**Texte présenté:**
À l’aube de 2022 et de la mise en service de la RE 2020, alors que le poids carbone et l’analyse du cycle de vie sont au centre des préoccupations, qu’est-ce que l’empreinte environnementale des bâtiments et des matériaux ? Comment l’améliorer ? Quels sont les pièges ? Éléments de réponse avec Laëtitia Boucher, responsable développement durable chez Interface.

Sols Murs Plafonds : Qu’est-ce que l’empreinte environnementale d’un bâtiment ou d’un produit ?
Laëtitia Boucher : Elle englobe les émissions de gaz à effet de serre ainsi que la somme de tous les impacts environnementaux générés pour extraire les matières premières nécessaires à la production de biens et de services, par exemple : l’empreinte carbone, l’impact sur l’ozone, sur la qualité de l’air, sur la qualité de l’eau ou même de la vie aquatique, ou encore les impacts liés aux sources d’énergie utilisées et à l’épuisement des ressources naturelles. Elle prend en considération tout ce que l’on va consommer en termes de ressources ou d’énergie mais aussi comment on va le consommer et le traiter en fin de vie.

SMP : Cela veut dire que l’on ne peut pas se contenter de produits naturels, argument souvent mis en avant ?
L.B. : Effectivement, si les ressources ne sont pas gérées durablement ou si elles sont extraites à base d’énergie fossile, l’empreinte environnementale sera mauvaise, quand bien même le produit est à base de matière première naturelle. Au-delà des matières naturelles, il faut réfléchir en termes d’éco-conception, c’est-à-dire optimiser les ressources naturelles, la logistique, la fabrication, faire attention à l’eau que l’on consomme, voire la consommer en boucle fermée, mais aussi à ce que l’on va rejeter. Teinter une fibre naturelle avec les pires produits n’a aucun sens.

SMP : Comment peut-on s’y retrouver ?
L.B. : Les producteurs de biens ou de services peuvent déclarer leurs émissions de gaz à effet de serre selon une méthode définie par le GHG Protocol. Ces déclarations se déclinent en trois scopes : émissions directes, émissions indirectes liées aux énergies et toutes les autres émissions indirectes [voir page 7]. Cependant le producteur n’a aucune obligation de publier ses résultats sur les trois scopes, il peut parfaitement déclarer de forte réduction de gaz à effet de serre sur le Scope1 sans pour autant publier les résultats de ses autres scopes. Mais quand on voit ce que représente Scope 1 par rapport à Scope 3, c’est infime!

**Entrées extraites:**
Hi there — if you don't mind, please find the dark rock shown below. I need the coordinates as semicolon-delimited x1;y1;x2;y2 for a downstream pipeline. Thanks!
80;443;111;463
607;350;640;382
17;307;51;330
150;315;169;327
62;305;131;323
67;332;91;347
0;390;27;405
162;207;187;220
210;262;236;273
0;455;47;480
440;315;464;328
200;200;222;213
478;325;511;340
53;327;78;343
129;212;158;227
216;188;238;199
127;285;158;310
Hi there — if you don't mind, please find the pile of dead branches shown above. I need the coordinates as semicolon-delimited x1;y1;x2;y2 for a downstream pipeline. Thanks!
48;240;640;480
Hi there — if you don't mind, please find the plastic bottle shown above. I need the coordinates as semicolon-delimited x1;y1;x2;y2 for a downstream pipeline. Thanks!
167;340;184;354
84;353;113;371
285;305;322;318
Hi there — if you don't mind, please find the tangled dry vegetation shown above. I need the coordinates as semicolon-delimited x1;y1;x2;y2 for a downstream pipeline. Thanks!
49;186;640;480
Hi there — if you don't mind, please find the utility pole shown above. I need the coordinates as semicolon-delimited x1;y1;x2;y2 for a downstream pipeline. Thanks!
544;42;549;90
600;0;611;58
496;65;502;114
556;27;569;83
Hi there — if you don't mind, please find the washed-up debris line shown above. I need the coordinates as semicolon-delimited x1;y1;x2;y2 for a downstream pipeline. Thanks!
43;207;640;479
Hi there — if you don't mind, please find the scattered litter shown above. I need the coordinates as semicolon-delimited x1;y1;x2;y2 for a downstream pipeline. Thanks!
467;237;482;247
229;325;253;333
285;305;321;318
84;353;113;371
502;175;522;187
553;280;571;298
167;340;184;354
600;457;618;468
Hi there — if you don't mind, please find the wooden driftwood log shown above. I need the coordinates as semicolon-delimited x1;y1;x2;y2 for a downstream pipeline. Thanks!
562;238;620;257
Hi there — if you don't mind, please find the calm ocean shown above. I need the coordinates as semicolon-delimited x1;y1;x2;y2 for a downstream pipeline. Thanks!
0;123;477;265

**Consignes de l'exercice:**
(1) Pouvez-vous recopier mot pour mot le passage de l'entretien sur l'empreinte environnementale qui débute aux mots « Sols Murs Plafonds » et s'arrête après « fin de vie. » ?
(2) Pouvez-vous poursuivre l'entretien sur l'empreinte environnementale à partir de sa dernière phrase ?

**Corrigé de l'exercice:**
(1)
Sols Murs Plafonds : Qu’est-ce que l’empreinte environnementale d’un bâtiment ou d’un produit ?
Laëtitia Boucher : Elle englobe les émissions de gaz à effet de serre ainsi que la somme de tous les impacts environnementaux générés pour extraire les matières premières nécessaires à la production de biens et de services, par exemple : l’empreinte carbone, l’impact sur l’ozone, sur la qualité de l’air, sur la qualité de l’eau ou même de la vie aquatique, ou encore les impacts liés aux sources d’énergie utilisées et à l’épuisement des ressources naturelles. Elle prend en considération tout ce que l’on va consommer en termes de ressources ou d’énergie mais aussi comment on va le consommer et le traiter en fin de vie.

(2)
Pour les produits, il existe des fiches de déclaration environnementales et sanitaires (FDES) qui présentent les résultats de l’analyse de cycle de vie (ACV) d’un produit (analyse des impacts environnementaux) ainsi que des informations sanitaires. Mais d’abord ce sont des documents complexes à appréhender, ensuite, même s’il est vérifié par une tierce partie indépendante, il faut se rappeler qu’il ne s’agit que de déclaratif. L’utilisateur se doit donc de regarder dans le détail comment le résultat final a été obtenu, où ont été réellement portés les efforts du producteur et quels sont les scénarios les plus proches de la réalité, notamment sur le traitement en fin de vie.

QU’EST-CE QUE LES SCOPES
Les scopes sont les émissions de gaz à effet de serre qui ont lieu directement au niveau de l’entreprise. Elles sont classées en trois niveaux. La scope 1 englobe les émissions directes de gaz à effet de serre comme le chauffage des locaux ou les émissions des véhicules appartenant à la société. La scope 2 concerne les émissions indirectes liées à l’énergie, créées lors de la production de l’activité de l’entreprise. Enfin la scope 3 regroupe toutes les autres émissions indirectes. Par exemple les achats de marchandises, de matières premières et de services (numériques, administratifs) ou les déplacements domiciles / travail.

SMP : Peut-on connaître l’impact environnemental d’un bâtiment et des matériaux ?
L.B.: On peut en avoir une vue assez précise, notamment avec l’arrivée prochaine de la RE2020 qui incite à calculer l’impact d’un bâtiment via l’ACV dynamique, en se basant sur les FDES pour connaître l’impact des produits et des services pour un bâtiment. Le calcul se fait avec un coefficient dégressif et régressif en fonction du nombre d’année d’utilisation – poids carbone plus important au début du cycle de vie du bâtiment. Par exemple, sur une durée de vie de 50 ans d’un bâtiment, on estime à 10 ans celle de la moquette. Il va donc falloir anticiper les cinq renouvellements de sol.
On sait ainsi aujourd’hui que les matériaux, c’est-à-dire le carbone incorporé, sont responsables de 11 % des émissions du secteur du bâtiment, soit la construction au sens large.

SMP : Comment peut-on agir pour diminuer cet impact ?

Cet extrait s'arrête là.